-- Begin Information given --

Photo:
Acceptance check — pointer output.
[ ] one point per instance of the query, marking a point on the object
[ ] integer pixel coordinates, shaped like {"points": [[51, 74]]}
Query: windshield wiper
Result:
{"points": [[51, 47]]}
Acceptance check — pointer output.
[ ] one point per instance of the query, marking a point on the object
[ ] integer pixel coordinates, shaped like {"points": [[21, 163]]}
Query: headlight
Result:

-- End Information given --
-- Begin Information given --

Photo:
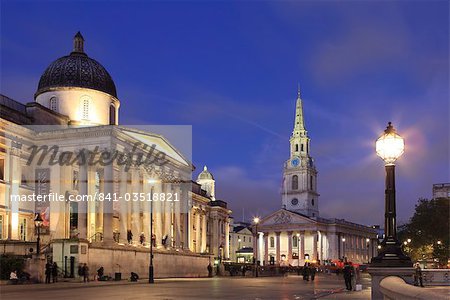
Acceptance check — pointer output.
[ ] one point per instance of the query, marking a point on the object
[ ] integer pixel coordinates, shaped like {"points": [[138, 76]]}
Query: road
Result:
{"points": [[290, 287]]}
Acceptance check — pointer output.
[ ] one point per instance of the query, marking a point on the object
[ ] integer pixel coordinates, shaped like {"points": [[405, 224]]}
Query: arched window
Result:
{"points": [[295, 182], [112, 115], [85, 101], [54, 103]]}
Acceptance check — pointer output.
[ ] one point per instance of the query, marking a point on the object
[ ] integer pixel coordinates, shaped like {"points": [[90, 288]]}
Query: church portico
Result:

-- End Information given --

**Short problem:**
Pull out every line from the entries above that contains the word "shaped", matching its case exactly, and copy each one unchanged.

**Solution below:**
[ ] integer pixel coordinates, shaped like {"points": [[51, 74]]}
[ ] integer pixel coordinates, shaped like {"points": [[21, 163]]}
[ ] integer pixel coordinates, shaped like {"points": [[138, 76]]}
[ ] integer pixel coordinates, shaped like {"points": [[405, 224]]}
[ ] integer pixel coordinates, shaped like {"points": [[90, 288]]}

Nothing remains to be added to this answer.